### [Extracted records]
## BEGIN

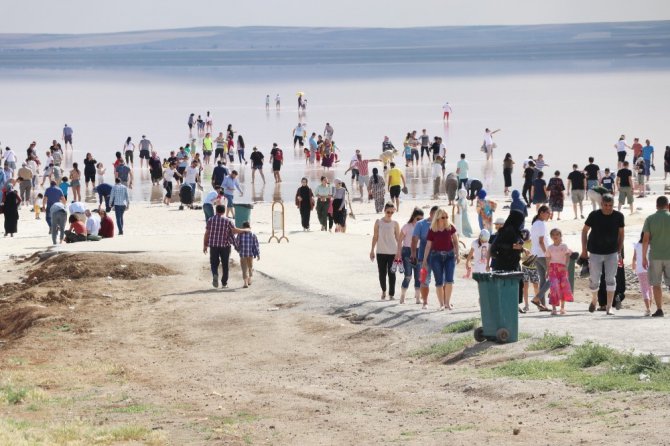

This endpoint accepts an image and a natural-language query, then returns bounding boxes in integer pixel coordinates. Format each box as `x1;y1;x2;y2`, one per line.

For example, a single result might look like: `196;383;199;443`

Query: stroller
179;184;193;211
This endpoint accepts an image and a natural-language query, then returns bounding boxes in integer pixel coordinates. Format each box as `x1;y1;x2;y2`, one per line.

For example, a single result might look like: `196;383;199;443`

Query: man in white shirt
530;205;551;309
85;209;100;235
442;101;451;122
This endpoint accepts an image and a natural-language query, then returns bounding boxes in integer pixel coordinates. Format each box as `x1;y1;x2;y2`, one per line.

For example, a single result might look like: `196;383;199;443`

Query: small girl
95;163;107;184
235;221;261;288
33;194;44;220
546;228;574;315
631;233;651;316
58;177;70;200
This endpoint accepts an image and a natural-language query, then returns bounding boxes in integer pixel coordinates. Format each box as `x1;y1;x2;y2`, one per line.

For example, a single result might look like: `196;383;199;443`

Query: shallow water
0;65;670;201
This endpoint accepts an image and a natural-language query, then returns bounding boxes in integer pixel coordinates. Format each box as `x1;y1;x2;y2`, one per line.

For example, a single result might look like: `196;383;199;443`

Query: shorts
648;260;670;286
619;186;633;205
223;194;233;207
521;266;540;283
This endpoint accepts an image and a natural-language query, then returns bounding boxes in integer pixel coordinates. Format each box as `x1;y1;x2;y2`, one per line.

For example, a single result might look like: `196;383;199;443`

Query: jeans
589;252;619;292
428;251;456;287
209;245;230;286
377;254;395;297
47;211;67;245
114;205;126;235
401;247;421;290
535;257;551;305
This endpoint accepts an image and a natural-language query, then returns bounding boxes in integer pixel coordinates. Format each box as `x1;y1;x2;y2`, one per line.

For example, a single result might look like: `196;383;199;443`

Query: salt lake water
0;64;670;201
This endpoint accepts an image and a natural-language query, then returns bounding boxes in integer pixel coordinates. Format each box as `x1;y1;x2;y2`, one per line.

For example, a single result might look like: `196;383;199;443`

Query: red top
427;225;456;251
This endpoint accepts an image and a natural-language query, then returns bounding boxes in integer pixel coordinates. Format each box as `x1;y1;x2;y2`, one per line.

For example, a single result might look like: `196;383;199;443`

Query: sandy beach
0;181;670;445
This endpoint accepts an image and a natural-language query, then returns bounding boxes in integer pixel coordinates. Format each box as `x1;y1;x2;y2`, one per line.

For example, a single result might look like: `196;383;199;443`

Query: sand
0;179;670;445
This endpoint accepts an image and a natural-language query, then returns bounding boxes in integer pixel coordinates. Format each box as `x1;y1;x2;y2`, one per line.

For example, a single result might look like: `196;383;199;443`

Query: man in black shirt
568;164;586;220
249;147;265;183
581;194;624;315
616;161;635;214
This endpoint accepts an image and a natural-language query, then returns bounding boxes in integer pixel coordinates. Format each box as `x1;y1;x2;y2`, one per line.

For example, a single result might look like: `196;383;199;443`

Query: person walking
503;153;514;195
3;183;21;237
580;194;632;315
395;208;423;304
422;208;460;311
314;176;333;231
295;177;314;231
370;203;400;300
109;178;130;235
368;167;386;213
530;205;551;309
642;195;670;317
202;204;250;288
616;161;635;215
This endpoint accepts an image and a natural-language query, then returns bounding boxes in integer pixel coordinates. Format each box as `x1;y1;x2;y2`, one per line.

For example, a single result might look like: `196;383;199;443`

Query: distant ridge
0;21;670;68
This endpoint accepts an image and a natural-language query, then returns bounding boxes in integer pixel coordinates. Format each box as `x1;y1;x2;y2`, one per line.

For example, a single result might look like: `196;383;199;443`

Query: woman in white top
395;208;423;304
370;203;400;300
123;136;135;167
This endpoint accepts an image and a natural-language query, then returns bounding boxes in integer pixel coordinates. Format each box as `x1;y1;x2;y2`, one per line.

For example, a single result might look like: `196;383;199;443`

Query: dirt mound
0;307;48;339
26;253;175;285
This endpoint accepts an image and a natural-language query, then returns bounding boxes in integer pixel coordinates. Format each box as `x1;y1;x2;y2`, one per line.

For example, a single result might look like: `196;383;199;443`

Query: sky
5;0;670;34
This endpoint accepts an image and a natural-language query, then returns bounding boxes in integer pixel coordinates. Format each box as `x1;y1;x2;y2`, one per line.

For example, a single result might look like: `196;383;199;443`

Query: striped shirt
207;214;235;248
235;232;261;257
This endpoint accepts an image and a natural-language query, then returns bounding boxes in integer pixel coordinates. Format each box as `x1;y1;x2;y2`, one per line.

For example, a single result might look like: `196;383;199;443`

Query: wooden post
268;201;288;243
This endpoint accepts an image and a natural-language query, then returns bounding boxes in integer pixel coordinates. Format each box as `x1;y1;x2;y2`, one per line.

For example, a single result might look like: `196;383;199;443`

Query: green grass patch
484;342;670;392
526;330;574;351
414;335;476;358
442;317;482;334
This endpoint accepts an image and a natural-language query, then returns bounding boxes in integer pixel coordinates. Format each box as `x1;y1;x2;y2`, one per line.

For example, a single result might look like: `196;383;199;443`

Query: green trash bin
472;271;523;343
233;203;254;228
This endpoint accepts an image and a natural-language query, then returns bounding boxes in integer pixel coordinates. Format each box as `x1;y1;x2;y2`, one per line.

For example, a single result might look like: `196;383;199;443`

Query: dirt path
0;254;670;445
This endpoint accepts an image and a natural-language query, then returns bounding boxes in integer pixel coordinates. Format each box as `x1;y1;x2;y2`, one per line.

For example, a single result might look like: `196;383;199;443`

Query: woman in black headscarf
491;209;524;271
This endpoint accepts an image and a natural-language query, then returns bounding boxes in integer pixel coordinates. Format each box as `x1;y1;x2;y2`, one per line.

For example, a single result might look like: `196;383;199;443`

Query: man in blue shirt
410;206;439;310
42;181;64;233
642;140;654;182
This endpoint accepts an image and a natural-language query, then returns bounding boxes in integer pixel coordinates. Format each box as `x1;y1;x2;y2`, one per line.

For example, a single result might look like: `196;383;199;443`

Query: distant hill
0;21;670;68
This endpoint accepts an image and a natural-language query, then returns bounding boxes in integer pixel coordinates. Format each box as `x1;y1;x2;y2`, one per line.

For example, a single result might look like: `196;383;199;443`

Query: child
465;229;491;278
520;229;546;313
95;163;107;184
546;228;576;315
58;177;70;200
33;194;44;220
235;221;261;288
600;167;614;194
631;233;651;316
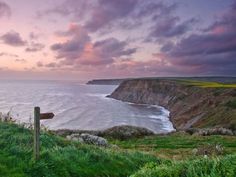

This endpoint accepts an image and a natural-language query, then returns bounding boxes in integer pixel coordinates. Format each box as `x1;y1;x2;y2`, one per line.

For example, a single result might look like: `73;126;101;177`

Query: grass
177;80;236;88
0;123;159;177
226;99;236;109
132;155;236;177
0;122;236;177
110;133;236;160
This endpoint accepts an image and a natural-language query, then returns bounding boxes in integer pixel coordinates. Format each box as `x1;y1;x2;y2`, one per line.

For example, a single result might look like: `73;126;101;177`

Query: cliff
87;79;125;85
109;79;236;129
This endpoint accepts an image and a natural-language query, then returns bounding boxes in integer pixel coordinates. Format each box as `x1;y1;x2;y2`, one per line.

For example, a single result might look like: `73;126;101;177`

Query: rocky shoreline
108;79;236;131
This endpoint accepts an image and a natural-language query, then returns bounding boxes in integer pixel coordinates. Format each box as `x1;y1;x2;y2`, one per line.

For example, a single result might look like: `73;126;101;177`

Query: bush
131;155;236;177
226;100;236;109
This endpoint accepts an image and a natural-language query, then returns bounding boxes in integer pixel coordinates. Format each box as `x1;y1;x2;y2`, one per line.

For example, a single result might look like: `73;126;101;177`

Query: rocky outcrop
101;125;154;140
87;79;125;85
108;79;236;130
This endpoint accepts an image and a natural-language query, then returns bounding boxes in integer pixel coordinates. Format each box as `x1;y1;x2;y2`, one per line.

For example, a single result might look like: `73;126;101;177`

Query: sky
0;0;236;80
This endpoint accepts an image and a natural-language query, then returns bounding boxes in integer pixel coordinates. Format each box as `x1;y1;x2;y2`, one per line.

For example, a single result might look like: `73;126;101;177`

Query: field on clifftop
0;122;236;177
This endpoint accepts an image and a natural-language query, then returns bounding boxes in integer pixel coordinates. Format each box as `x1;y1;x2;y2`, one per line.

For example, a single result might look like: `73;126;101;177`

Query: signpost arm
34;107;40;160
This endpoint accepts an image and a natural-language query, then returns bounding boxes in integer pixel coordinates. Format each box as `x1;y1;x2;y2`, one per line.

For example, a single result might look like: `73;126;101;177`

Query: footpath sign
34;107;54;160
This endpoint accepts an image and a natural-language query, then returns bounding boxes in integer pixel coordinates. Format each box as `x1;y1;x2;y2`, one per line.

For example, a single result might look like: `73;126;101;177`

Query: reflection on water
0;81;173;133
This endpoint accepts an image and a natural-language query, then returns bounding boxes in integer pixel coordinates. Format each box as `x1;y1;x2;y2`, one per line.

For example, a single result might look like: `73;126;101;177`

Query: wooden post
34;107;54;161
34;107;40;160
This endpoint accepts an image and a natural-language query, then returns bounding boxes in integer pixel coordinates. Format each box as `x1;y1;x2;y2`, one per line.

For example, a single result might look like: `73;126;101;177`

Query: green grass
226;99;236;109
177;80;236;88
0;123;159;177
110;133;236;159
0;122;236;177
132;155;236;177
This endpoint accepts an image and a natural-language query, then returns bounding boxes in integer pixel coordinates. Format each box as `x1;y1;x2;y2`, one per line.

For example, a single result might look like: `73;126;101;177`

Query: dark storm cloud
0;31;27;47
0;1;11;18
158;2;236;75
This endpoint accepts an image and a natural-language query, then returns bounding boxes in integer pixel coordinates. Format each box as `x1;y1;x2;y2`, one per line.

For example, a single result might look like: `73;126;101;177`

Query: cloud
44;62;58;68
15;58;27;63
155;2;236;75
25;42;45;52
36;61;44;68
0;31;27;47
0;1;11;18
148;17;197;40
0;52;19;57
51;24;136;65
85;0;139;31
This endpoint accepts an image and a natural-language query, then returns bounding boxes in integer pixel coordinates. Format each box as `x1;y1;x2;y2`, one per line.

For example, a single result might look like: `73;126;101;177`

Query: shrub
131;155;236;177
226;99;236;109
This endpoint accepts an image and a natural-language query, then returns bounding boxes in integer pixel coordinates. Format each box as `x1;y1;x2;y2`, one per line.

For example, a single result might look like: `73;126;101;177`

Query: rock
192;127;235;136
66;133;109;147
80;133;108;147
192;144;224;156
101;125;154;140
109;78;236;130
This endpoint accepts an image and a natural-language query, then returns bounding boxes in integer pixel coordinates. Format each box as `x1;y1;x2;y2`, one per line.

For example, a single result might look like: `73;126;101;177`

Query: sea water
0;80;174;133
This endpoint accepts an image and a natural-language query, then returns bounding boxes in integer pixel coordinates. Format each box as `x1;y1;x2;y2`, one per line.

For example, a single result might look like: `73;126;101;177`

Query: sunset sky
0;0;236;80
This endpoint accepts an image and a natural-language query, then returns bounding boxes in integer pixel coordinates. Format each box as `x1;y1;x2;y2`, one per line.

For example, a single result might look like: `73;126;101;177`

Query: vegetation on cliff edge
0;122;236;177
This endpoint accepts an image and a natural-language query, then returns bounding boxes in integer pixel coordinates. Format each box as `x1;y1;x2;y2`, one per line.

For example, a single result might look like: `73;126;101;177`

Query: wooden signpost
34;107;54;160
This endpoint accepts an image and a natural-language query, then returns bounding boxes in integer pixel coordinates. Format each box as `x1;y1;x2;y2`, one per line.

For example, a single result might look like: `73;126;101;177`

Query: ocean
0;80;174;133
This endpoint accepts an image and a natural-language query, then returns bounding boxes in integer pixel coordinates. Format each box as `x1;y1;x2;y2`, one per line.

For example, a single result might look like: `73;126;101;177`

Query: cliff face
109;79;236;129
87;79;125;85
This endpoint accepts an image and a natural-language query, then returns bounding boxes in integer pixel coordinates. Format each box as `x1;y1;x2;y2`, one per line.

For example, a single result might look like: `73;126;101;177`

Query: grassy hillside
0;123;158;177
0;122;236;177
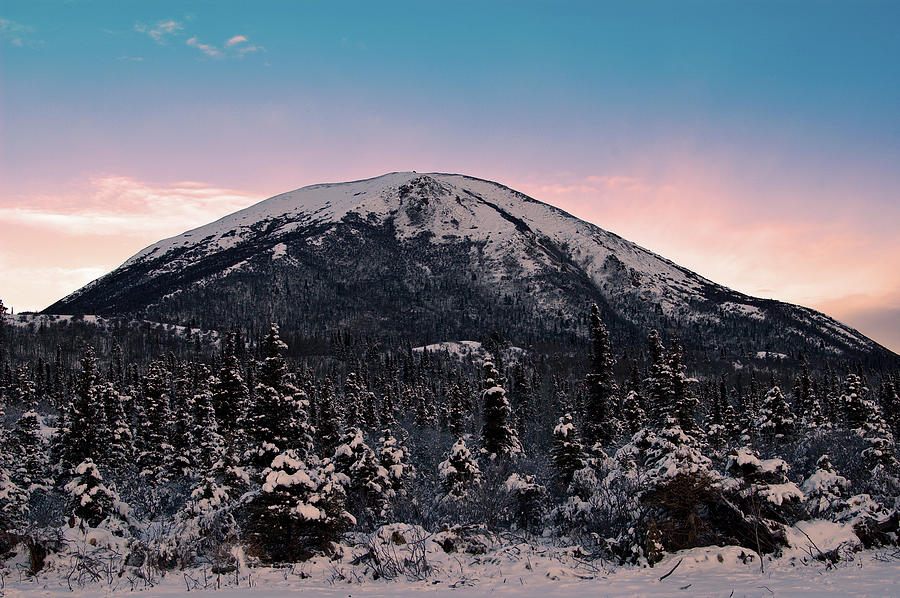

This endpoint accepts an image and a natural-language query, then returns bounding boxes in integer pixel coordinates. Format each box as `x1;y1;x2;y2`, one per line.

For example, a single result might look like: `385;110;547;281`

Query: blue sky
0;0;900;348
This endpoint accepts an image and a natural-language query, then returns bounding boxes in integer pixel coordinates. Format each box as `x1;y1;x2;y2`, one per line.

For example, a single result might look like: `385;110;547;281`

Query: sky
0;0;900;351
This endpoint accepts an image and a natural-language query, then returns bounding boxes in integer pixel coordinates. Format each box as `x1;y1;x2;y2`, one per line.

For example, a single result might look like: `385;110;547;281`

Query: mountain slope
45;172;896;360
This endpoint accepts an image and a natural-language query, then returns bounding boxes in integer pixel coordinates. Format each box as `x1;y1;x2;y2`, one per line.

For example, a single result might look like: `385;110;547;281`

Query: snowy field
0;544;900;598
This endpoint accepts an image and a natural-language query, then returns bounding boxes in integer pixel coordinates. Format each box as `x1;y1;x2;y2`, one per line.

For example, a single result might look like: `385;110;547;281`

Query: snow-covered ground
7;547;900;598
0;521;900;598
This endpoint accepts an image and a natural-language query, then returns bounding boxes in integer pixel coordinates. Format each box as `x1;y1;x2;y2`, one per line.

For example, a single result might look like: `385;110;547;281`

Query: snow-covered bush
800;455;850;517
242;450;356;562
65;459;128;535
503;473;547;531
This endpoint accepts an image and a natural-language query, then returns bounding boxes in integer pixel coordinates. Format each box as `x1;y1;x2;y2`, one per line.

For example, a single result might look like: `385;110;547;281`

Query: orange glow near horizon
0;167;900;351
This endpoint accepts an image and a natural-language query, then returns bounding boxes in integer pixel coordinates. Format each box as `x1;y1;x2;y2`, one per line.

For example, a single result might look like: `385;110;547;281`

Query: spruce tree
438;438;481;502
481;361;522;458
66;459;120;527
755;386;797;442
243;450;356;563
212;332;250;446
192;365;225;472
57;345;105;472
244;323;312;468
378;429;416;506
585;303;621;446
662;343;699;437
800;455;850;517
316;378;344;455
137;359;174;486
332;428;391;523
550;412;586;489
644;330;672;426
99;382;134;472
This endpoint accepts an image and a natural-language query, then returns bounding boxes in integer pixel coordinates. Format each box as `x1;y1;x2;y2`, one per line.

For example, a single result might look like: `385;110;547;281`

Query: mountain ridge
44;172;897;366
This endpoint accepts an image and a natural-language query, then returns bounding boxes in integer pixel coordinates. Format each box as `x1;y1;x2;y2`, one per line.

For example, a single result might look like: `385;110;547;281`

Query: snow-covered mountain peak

## END

### [Task to carry out]
Please count the lines in the rows above that contain the string "green", and give only that number.

### [Solution for this exercise]
3